(Box-labeled dataset extracts)
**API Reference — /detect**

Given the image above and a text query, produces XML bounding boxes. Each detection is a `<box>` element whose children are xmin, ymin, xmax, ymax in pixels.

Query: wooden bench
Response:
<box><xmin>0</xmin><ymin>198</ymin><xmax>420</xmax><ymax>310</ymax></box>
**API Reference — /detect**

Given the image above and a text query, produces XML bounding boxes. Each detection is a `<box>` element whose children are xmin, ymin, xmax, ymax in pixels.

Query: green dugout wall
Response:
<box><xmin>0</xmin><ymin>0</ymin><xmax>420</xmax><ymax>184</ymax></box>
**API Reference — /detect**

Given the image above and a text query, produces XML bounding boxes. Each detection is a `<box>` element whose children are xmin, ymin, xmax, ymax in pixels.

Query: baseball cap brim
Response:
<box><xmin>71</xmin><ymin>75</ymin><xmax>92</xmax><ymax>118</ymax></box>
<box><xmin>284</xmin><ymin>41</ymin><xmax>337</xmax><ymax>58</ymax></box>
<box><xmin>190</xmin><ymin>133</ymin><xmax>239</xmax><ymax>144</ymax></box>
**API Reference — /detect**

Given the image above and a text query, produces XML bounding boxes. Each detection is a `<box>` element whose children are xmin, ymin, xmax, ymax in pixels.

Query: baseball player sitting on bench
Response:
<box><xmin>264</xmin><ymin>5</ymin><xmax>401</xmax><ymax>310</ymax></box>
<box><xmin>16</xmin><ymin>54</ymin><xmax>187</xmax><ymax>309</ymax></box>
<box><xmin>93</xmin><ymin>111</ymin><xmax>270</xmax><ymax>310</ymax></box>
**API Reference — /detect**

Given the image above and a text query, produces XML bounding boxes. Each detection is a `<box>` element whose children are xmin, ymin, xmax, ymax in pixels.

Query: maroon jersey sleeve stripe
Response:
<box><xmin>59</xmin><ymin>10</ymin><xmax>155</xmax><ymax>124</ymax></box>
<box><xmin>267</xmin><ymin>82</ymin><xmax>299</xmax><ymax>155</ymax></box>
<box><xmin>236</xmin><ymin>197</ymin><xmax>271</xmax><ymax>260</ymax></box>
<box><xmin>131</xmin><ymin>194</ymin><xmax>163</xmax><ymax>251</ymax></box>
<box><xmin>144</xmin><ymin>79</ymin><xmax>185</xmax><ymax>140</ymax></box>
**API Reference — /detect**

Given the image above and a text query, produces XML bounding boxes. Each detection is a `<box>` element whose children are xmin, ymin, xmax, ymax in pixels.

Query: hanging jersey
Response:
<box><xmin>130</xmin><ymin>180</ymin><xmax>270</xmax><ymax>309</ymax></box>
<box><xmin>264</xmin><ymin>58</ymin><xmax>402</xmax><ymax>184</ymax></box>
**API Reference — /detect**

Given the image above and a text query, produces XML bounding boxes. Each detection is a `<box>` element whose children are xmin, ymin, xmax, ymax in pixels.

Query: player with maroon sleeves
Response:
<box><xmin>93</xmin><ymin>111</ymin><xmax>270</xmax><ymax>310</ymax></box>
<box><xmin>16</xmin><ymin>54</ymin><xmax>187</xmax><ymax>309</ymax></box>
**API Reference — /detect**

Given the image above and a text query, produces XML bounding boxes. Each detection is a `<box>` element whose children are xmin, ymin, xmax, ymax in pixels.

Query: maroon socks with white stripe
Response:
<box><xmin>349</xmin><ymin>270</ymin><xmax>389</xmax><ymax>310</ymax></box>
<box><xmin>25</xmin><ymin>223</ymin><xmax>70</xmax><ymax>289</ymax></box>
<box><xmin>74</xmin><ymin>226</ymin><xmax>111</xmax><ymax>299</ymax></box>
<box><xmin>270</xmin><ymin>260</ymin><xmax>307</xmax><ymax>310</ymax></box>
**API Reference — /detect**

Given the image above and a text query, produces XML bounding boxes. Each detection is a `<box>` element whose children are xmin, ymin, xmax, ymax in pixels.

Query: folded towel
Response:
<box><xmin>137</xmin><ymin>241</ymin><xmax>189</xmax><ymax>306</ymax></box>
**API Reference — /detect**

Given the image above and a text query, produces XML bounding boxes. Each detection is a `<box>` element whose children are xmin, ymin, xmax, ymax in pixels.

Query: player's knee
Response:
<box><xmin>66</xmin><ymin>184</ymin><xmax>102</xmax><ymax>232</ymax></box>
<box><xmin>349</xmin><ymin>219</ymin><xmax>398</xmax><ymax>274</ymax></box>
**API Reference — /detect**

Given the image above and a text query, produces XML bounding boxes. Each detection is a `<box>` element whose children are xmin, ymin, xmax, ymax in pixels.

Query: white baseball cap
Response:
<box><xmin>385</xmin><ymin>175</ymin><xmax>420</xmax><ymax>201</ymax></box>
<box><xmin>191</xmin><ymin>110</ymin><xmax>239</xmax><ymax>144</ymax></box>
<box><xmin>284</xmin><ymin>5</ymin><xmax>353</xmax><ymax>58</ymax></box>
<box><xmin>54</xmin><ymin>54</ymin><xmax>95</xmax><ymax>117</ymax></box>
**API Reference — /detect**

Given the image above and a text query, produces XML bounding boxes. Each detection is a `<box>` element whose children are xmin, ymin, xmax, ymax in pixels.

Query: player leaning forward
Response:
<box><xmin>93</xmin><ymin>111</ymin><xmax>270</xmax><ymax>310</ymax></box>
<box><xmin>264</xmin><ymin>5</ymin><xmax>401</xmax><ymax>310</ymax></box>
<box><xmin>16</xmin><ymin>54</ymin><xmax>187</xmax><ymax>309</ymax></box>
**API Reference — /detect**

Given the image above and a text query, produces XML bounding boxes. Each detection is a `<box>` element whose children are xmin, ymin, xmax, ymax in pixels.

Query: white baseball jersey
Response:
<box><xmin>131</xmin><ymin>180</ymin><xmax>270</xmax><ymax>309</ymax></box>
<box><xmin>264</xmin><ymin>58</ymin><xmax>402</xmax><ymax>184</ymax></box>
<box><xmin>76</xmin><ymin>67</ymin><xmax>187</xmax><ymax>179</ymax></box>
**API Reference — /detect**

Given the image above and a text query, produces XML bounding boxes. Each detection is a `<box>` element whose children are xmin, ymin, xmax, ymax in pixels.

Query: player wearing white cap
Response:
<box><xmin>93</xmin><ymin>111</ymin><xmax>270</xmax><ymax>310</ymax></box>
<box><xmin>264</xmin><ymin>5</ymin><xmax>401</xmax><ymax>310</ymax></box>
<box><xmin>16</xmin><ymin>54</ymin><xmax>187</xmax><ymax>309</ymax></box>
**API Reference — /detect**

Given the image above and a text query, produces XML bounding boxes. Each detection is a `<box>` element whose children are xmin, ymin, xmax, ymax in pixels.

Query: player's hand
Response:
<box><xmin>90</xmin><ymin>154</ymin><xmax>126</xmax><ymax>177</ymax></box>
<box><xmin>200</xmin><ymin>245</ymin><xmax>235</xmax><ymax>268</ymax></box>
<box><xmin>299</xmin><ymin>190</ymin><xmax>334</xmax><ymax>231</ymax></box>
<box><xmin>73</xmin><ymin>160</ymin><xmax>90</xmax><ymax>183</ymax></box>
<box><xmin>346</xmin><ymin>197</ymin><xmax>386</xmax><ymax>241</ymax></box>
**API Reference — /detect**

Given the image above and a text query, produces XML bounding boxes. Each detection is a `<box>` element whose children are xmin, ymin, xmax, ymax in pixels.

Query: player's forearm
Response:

■ **Required work**
Print every entry exactly as it appears.

■ **Response to this exercise**
**API Reference — /detect**

Given the image above and a text query, produces XML bounding boxes. Each detection is a `<box>` element whose children are xmin, ymin, xmax, ymax in pixels.

Query: wooden bench
Response:
<box><xmin>0</xmin><ymin>198</ymin><xmax>420</xmax><ymax>310</ymax></box>
**API Reference — /detect**

Given the image above and a text query, produces XML bounding boxes. Each detection is a `<box>` element whose children are xmin, ymin, xmax, ymax in pixels.

Query: green dugout wall
Response:
<box><xmin>0</xmin><ymin>0</ymin><xmax>420</xmax><ymax>184</ymax></box>
**API Reference — /detect**

Given the image above and a text query, produces XML bounding boxes. Each detection is a `<box>` element whose children are xmin, ymin, xmax, ymax in pixels.

Query: baseball cap brim
Response:
<box><xmin>71</xmin><ymin>75</ymin><xmax>92</xmax><ymax>118</ymax></box>
<box><xmin>284</xmin><ymin>41</ymin><xmax>337</xmax><ymax>58</ymax></box>
<box><xmin>190</xmin><ymin>133</ymin><xmax>239</xmax><ymax>144</ymax></box>
**API Reference — /detect**

Given the image above and a text query, produces XML bounding boxes. Each detection is a `<box>` element whose children are xmin, ymin, xmax, ymax in pixels.

Query: baseball player sitting on bench
Response:
<box><xmin>264</xmin><ymin>5</ymin><xmax>401</xmax><ymax>310</ymax></box>
<box><xmin>16</xmin><ymin>54</ymin><xmax>187</xmax><ymax>309</ymax></box>
<box><xmin>93</xmin><ymin>111</ymin><xmax>270</xmax><ymax>310</ymax></box>
**API Reference — /detect**

Given the image above and a text query, produces XML bounding boxes. Each detection is a `<box>` element whose children are xmin, ymin, xmax, ymax in pixels.

Query: maroon jersey sleeve stripe
Response:
<box><xmin>59</xmin><ymin>10</ymin><xmax>155</xmax><ymax>124</ymax></box>
<box><xmin>267</xmin><ymin>82</ymin><xmax>299</xmax><ymax>155</ymax></box>
<box><xmin>236</xmin><ymin>197</ymin><xmax>271</xmax><ymax>260</ymax></box>
<box><xmin>131</xmin><ymin>194</ymin><xmax>163</xmax><ymax>251</ymax></box>
<box><xmin>144</xmin><ymin>79</ymin><xmax>185</xmax><ymax>140</ymax></box>
**API Reference — /detect**

Given the image above and a text query, produces XML bounding boxes. Each detection is a `<box>` element whose children are xmin, ymin, xmax, ymax in pixels.

Query: hanging jersey
Response:
<box><xmin>130</xmin><ymin>180</ymin><xmax>270</xmax><ymax>309</ymax></box>
<box><xmin>264</xmin><ymin>58</ymin><xmax>402</xmax><ymax>184</ymax></box>
**API Reference — /detect**

Given the image above and a text query, produces XML bounding boxes. Each detection is a `<box>` element whose children are xmin, ymin, xmax, ymax in pixels.

Query: player with maroon sleeves
Response:
<box><xmin>93</xmin><ymin>111</ymin><xmax>270</xmax><ymax>310</ymax></box>
<box><xmin>16</xmin><ymin>54</ymin><xmax>187</xmax><ymax>309</ymax></box>
**API Reference — /detect**

Given the image above and a text query, produces XML bounding boxes. Each detection is a `<box>` element whose children are xmin, ymin, xmax, ymax in pixels.

Query: maroon socks with white stripe
Response:
<box><xmin>349</xmin><ymin>270</ymin><xmax>389</xmax><ymax>310</ymax></box>
<box><xmin>25</xmin><ymin>223</ymin><xmax>70</xmax><ymax>289</ymax></box>
<box><xmin>74</xmin><ymin>226</ymin><xmax>111</xmax><ymax>299</ymax></box>
<box><xmin>270</xmin><ymin>260</ymin><xmax>307</xmax><ymax>310</ymax></box>
**API Reference — /detect**

Given the image above and a text query, produces XML bounding boxes. Each detection is a `<box>` element whose children are xmin, ymin, xmax, ymax in pixels.

Query: folded towel
Response:
<box><xmin>137</xmin><ymin>241</ymin><xmax>189</xmax><ymax>306</ymax></box>
**API Reference — /detect**

Given the image above and a text query, produces XML bounding boxes. Each detection is a `<box>` element whose children are xmin, ymin, xmax, ymax in pixels.

Query: player's knee
Response:
<box><xmin>66</xmin><ymin>184</ymin><xmax>102</xmax><ymax>232</ymax></box>
<box><xmin>349</xmin><ymin>219</ymin><xmax>398</xmax><ymax>274</ymax></box>
**API Reference — /detect**

Given the image above and a text query, produces XML bounding boxes. Each detection is a `<box>` element whose children are xmin, ymin, xmax, ymax in pixels.

Query: white baseball cap
Response:
<box><xmin>385</xmin><ymin>175</ymin><xmax>420</xmax><ymax>201</ymax></box>
<box><xmin>191</xmin><ymin>110</ymin><xmax>239</xmax><ymax>144</ymax></box>
<box><xmin>284</xmin><ymin>5</ymin><xmax>353</xmax><ymax>58</ymax></box>
<box><xmin>54</xmin><ymin>54</ymin><xmax>95</xmax><ymax>117</ymax></box>
**API Reference — /detect**

Given the image above and a text query, produces XML bounding boxes. Each detection is a `<box>` element whose children are xmin, ymin, xmax, ymax in pixels.

Query: player leaning forward
Response:
<box><xmin>93</xmin><ymin>111</ymin><xmax>270</xmax><ymax>310</ymax></box>
<box><xmin>264</xmin><ymin>5</ymin><xmax>401</xmax><ymax>310</ymax></box>
<box><xmin>16</xmin><ymin>54</ymin><xmax>187</xmax><ymax>309</ymax></box>
**API Reference — /detect**

Given the image above and a text query, produces XML bounding boxes. Each detection is a `<box>` element whose children are xmin, ymin, xmax, ymax in pixels.

Query: white baseball jersey
Response:
<box><xmin>131</xmin><ymin>180</ymin><xmax>270</xmax><ymax>309</ymax></box>
<box><xmin>264</xmin><ymin>58</ymin><xmax>402</xmax><ymax>184</ymax></box>
<box><xmin>76</xmin><ymin>67</ymin><xmax>187</xmax><ymax>179</ymax></box>
**API Reference — /detect**

Given the image above and a text query, produces XML bounding boxes. Each detection is a `<box>` element whose children are xmin, ymin, xmax, ymax in pixels.

Query: player wearing white cap
Response:
<box><xmin>93</xmin><ymin>111</ymin><xmax>270</xmax><ymax>310</ymax></box>
<box><xmin>264</xmin><ymin>5</ymin><xmax>401</xmax><ymax>310</ymax></box>
<box><xmin>16</xmin><ymin>54</ymin><xmax>187</xmax><ymax>309</ymax></box>
**API Reference — /detect**

Given the image above and a text query, produces XML bounding boxes. Each detection is a `<box>` element whose children are xmin, ymin, xmax, ymax in pixels.

Query: player's hand
Response:
<box><xmin>90</xmin><ymin>154</ymin><xmax>126</xmax><ymax>177</ymax></box>
<box><xmin>200</xmin><ymin>245</ymin><xmax>235</xmax><ymax>268</ymax></box>
<box><xmin>299</xmin><ymin>190</ymin><xmax>334</xmax><ymax>231</ymax></box>
<box><xmin>73</xmin><ymin>160</ymin><xmax>90</xmax><ymax>183</ymax></box>
<box><xmin>346</xmin><ymin>197</ymin><xmax>386</xmax><ymax>241</ymax></box>
**API Reference — /detect**

Given the image above and a text query, produces XML bounding boxes. Each detection is a `<box>` element whose children are xmin, ymin, xmax, ymax in pixels.

Query: player's forearm
Response:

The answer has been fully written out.